Datos mostrados:
------------------------------------------------------------------------

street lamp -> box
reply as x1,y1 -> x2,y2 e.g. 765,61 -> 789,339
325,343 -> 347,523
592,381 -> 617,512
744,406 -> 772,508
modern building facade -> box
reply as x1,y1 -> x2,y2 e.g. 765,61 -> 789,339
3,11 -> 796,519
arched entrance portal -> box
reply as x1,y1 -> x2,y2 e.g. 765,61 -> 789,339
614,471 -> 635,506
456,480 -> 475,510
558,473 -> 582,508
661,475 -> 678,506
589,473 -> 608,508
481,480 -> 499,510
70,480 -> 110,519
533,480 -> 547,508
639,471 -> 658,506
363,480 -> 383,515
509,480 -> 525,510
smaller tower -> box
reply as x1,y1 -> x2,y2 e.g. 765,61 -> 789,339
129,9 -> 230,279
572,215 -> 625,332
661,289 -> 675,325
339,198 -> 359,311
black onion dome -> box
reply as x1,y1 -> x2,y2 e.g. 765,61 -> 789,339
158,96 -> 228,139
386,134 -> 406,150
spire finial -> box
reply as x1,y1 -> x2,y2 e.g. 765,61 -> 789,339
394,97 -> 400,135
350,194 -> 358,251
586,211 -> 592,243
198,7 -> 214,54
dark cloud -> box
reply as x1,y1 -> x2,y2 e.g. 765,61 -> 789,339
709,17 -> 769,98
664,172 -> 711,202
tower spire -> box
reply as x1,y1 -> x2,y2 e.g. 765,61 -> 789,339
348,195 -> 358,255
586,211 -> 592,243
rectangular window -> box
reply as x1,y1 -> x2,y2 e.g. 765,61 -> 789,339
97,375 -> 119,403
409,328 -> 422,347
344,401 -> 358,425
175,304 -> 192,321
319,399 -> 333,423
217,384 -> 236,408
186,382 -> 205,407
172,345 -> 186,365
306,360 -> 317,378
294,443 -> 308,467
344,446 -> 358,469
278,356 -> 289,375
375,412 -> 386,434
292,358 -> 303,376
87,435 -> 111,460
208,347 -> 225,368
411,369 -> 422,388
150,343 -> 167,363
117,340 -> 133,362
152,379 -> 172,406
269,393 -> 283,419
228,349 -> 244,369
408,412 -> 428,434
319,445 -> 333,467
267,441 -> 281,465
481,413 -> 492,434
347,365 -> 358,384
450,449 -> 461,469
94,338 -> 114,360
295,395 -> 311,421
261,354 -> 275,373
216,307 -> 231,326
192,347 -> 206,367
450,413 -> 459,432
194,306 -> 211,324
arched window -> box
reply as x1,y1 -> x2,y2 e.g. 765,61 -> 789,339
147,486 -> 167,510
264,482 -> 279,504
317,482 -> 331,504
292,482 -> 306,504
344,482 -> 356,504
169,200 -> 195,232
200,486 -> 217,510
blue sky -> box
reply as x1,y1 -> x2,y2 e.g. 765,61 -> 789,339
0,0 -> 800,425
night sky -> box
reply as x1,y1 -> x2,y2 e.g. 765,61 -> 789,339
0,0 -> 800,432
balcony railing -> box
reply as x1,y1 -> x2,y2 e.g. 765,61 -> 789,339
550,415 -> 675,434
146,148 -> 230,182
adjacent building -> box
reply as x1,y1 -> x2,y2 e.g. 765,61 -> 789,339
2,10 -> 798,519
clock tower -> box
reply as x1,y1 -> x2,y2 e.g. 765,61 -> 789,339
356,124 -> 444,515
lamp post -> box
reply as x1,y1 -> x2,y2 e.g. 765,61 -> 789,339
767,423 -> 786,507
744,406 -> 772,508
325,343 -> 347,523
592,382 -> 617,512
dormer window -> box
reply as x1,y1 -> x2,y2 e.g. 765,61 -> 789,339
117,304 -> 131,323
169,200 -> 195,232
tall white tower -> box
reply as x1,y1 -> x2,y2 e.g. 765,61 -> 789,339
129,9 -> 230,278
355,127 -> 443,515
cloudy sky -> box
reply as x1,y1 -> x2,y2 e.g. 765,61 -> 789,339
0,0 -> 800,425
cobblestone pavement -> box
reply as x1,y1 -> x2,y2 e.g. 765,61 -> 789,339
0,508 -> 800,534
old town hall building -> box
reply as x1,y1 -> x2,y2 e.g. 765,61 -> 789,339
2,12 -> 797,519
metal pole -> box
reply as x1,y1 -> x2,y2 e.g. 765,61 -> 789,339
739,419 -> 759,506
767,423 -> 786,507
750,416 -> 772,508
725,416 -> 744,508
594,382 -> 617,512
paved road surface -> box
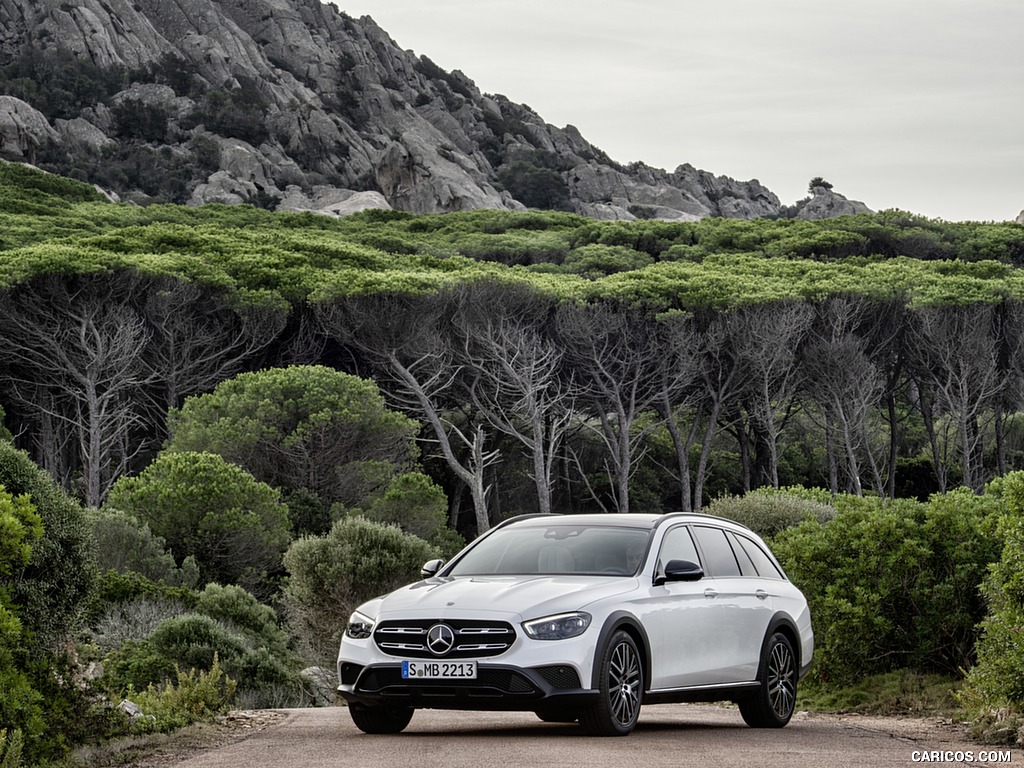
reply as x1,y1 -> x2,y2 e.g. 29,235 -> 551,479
176,705 -> 1024,768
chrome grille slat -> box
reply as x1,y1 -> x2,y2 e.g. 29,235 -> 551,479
374,618 -> 516,658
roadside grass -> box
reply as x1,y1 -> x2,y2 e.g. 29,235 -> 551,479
797,670 -> 963,718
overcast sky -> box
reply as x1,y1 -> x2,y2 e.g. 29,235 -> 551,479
337,0 -> 1024,221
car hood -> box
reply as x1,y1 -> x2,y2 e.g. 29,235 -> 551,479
364,575 -> 637,621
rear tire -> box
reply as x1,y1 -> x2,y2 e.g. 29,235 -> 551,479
348,703 -> 414,733
737,632 -> 799,728
580,630 -> 643,736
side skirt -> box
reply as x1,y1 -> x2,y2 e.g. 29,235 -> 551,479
643,682 -> 761,705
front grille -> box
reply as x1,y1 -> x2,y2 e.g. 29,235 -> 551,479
537,666 -> 580,689
340,662 -> 362,685
374,618 -> 515,658
356,667 -> 538,696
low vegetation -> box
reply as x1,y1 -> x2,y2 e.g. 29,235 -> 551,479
0,163 -> 1024,765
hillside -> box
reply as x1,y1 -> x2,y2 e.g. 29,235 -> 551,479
0,0 -> 798,220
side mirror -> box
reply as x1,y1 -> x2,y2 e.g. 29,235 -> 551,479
665,560 -> 703,582
420,559 -> 444,579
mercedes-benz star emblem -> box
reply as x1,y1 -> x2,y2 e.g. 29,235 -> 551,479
427,624 -> 455,656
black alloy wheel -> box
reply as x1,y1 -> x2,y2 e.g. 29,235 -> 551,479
580,630 -> 643,736
738,633 -> 799,728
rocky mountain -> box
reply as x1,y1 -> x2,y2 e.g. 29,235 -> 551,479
0,0 -> 781,220
797,182 -> 872,220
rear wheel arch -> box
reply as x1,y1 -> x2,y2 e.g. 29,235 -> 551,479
758,613 -> 804,675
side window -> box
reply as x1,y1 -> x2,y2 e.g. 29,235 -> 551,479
658,525 -> 700,566
693,525 -> 739,579
736,536 -> 785,579
726,531 -> 758,577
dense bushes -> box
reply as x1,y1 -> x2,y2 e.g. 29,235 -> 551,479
109,452 -> 291,589
101,584 -> 304,706
963,472 -> 1024,719
168,366 -> 419,507
285,517 -> 439,662
0,441 -> 95,650
705,488 -> 836,537
773,489 -> 1001,685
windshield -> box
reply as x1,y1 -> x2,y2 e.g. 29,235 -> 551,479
446,523 -> 650,577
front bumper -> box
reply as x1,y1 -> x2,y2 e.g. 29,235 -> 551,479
338,662 -> 598,711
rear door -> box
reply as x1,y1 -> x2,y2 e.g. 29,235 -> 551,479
693,525 -> 774,684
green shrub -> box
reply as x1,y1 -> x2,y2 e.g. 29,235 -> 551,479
705,488 -> 836,537
196,584 -> 290,657
131,657 -> 237,733
148,614 -> 246,670
103,584 -> 301,706
285,517 -> 440,663
166,366 -> 419,512
773,489 -> 1001,685
0,440 -> 95,650
0,728 -> 25,768
962,472 -> 1024,719
562,245 -> 654,280
109,452 -> 291,589
87,507 -> 200,588
354,472 -> 466,555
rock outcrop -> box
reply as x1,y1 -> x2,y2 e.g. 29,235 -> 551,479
0,0 -> 790,220
797,185 -> 873,221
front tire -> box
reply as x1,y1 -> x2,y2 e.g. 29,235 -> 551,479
348,703 -> 413,733
580,630 -> 643,736
738,632 -> 799,728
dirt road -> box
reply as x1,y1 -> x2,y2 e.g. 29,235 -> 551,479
163,705 -> 1024,768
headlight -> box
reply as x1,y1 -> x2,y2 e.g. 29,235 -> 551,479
522,611 -> 590,640
345,611 -> 374,640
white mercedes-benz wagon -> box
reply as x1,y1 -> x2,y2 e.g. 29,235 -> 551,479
338,514 -> 814,735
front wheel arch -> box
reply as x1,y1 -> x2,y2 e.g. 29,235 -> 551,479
590,610 -> 651,692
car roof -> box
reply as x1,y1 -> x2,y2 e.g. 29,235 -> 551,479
497,512 -> 746,530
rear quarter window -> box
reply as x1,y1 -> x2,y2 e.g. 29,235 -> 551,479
736,535 -> 785,579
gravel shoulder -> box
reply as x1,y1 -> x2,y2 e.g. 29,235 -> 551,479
87,705 -> 1024,768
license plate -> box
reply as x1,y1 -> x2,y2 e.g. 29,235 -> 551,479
401,662 -> 476,680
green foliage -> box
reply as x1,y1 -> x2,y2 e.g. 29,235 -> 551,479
773,489 -> 1000,686
131,657 -> 237,733
87,507 -> 200,587
962,472 -> 1024,718
562,244 -> 654,280
0,485 -> 43,585
196,584 -> 291,658
797,670 -> 961,718
168,366 -> 419,506
109,452 -> 291,589
285,517 -> 439,660
0,728 -> 25,768
0,441 -> 95,649
705,488 -> 836,537
351,472 -> 466,556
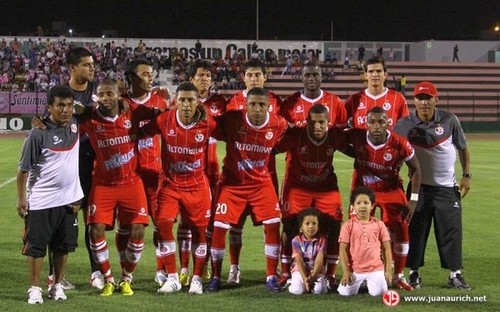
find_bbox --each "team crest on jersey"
[52,135,62,145]
[210,104,219,114]
[194,133,205,143]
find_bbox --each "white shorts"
[288,271,328,295]
[337,270,387,296]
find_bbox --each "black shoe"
[448,273,472,290]
[409,272,422,289]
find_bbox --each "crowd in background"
[0,37,335,92]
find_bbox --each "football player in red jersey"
[280,61,347,289]
[206,88,288,292]
[275,104,345,289]
[345,56,409,218]
[142,82,216,294]
[172,59,227,286]
[80,80,154,296]
[226,59,281,284]
[346,107,421,291]
[121,59,167,286]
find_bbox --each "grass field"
[0,134,500,311]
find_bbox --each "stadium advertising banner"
[0,92,47,115]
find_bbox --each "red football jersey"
[275,128,346,191]
[345,88,410,130]
[144,110,216,191]
[80,103,154,185]
[214,110,288,185]
[346,129,415,192]
[280,90,347,127]
[200,94,227,180]
[122,92,167,172]
[226,90,281,115]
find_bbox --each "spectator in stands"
[451,44,460,63]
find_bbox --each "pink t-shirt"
[339,218,390,273]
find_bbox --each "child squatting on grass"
[337,186,392,296]
[288,207,328,295]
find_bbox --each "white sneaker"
[227,267,240,284]
[90,271,104,290]
[61,276,76,290]
[28,286,43,304]
[158,277,182,294]
[49,283,68,301]
[155,270,167,287]
[188,280,203,295]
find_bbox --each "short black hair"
[297,207,321,229]
[243,59,266,75]
[247,87,269,99]
[188,59,213,78]
[363,56,387,73]
[47,84,75,105]
[123,58,153,83]
[176,81,199,94]
[66,47,93,66]
[350,186,375,205]
[308,103,330,119]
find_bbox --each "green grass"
[0,137,500,311]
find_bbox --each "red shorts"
[139,170,160,217]
[87,181,149,227]
[281,187,344,222]
[372,189,408,225]
[154,187,212,226]
[214,181,280,225]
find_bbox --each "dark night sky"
[0,0,500,41]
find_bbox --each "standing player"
[206,88,287,292]
[143,82,216,294]
[80,80,152,296]
[280,62,347,289]
[17,85,83,304]
[345,57,409,130]
[280,61,347,127]
[345,56,409,217]
[62,48,104,289]
[395,82,471,290]
[172,59,226,286]
[346,107,421,291]
[227,59,281,284]
[275,104,345,289]
[121,59,167,283]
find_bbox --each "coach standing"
[394,82,471,290]
[17,85,83,304]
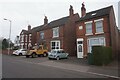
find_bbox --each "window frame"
[94,18,104,34]
[40,31,45,39]
[87,37,106,53]
[85,21,93,35]
[52,27,59,38]
[51,40,60,50]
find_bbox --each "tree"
[2,39,9,49]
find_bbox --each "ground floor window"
[51,41,60,49]
[88,37,105,53]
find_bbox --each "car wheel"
[19,53,22,56]
[32,53,36,58]
[56,56,60,60]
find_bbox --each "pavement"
[1,56,120,79]
[52,57,120,79]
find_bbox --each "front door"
[77,38,83,58]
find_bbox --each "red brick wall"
[76,16,110,56]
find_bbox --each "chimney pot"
[81,2,86,17]
[69,5,74,16]
[44,16,48,25]
[28,25,31,31]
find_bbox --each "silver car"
[48,49,69,60]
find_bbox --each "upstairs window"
[25,35,27,42]
[40,31,44,39]
[29,34,32,42]
[51,41,60,49]
[21,35,24,42]
[95,20,103,33]
[53,27,59,38]
[86,22,92,34]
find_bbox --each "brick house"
[20,25,32,49]
[76,4,119,58]
[37,6,79,56]
[20,4,120,58]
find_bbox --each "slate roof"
[79,6,113,21]
[20,29,28,34]
[28,13,78,34]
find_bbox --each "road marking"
[7,56,120,79]
[39,61,120,79]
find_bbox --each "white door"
[77,38,83,58]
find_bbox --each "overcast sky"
[0,0,119,41]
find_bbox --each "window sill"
[85,33,93,36]
[95,32,104,34]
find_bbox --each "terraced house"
[76,4,120,58]
[20,4,120,58]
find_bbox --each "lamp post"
[4,18,12,55]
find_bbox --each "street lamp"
[4,18,12,55]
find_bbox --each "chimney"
[44,16,48,25]
[69,5,74,16]
[81,2,86,17]
[28,25,31,31]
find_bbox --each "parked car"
[48,49,69,60]
[13,49,27,56]
[25,45,48,58]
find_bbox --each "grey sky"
[0,0,119,41]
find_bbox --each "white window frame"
[21,43,24,49]
[29,34,31,42]
[87,37,106,53]
[85,21,93,35]
[25,35,27,42]
[51,40,60,50]
[40,31,44,39]
[94,18,104,34]
[53,27,59,38]
[21,35,24,42]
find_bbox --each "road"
[2,55,111,78]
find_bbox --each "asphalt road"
[2,55,108,78]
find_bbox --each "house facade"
[76,4,119,58]
[20,4,120,58]
[20,25,32,49]
[37,6,79,56]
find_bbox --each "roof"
[79,6,113,21]
[22,13,79,34]
[43,13,79,29]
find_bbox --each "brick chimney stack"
[81,2,86,17]
[44,16,48,25]
[69,5,74,16]
[28,25,31,31]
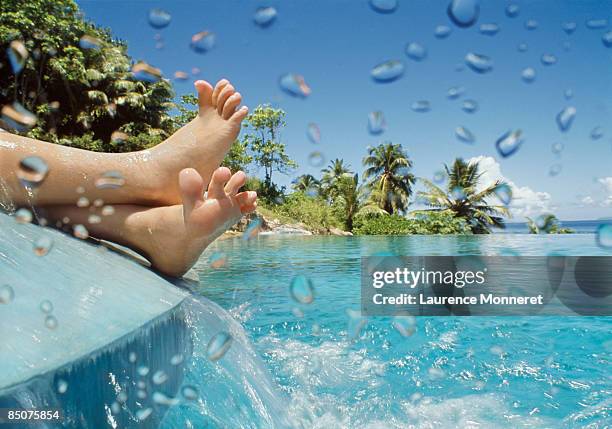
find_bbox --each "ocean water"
[196,233,612,428]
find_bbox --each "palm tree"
[363,142,415,214]
[321,158,352,199]
[419,158,510,234]
[291,174,321,194]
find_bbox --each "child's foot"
[133,167,257,277]
[150,79,248,204]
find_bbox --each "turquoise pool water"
[196,234,612,428]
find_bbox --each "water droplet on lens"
[446,0,480,28]
[278,73,312,98]
[95,170,125,189]
[434,25,453,39]
[548,164,563,177]
[306,122,321,144]
[561,21,576,34]
[368,110,387,135]
[406,42,427,61]
[521,67,536,83]
[308,151,325,168]
[39,299,53,314]
[0,285,15,304]
[0,101,38,132]
[45,314,58,329]
[15,208,32,223]
[136,408,153,422]
[506,3,521,18]
[480,23,499,36]
[540,54,557,66]
[455,127,476,143]
[72,224,89,240]
[596,223,612,249]
[446,86,465,100]
[253,6,277,28]
[132,62,162,83]
[495,183,512,206]
[370,60,404,83]
[495,130,523,158]
[208,252,227,269]
[391,316,416,337]
[289,275,314,304]
[34,236,53,256]
[461,100,478,113]
[189,31,217,54]
[79,35,102,50]
[586,19,608,30]
[56,378,68,395]
[181,386,200,401]
[410,100,431,113]
[465,52,493,73]
[149,8,172,29]
[207,332,233,362]
[556,106,576,132]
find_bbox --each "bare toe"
[221,92,242,119]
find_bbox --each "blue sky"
[78,0,612,220]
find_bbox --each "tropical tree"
[363,142,415,214]
[418,158,510,234]
[0,0,174,152]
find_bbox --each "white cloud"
[468,156,554,220]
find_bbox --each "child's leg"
[47,167,257,276]
[0,80,248,206]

------------------------------------------------------------------------

Problema:
¿Puedes editar los datos desde el comienzo hasta la línea con "3,11 -> 796,519", ambas incluidas, y reescribir solo esas líneas cambiando "street lamp" por "lamppost" sin alterar nada más?

Respuesta al ejercicio:
lamppost -> box
reply as x1,y1 -> x2,y2 e.g. 765,61 -> 789,339
325,343 -> 347,523
592,381 -> 617,512
744,406 -> 772,508
modern building facade -> box
reply as x1,y1 -> x2,y2 e.g. 765,61 -> 789,339
3,11 -> 796,519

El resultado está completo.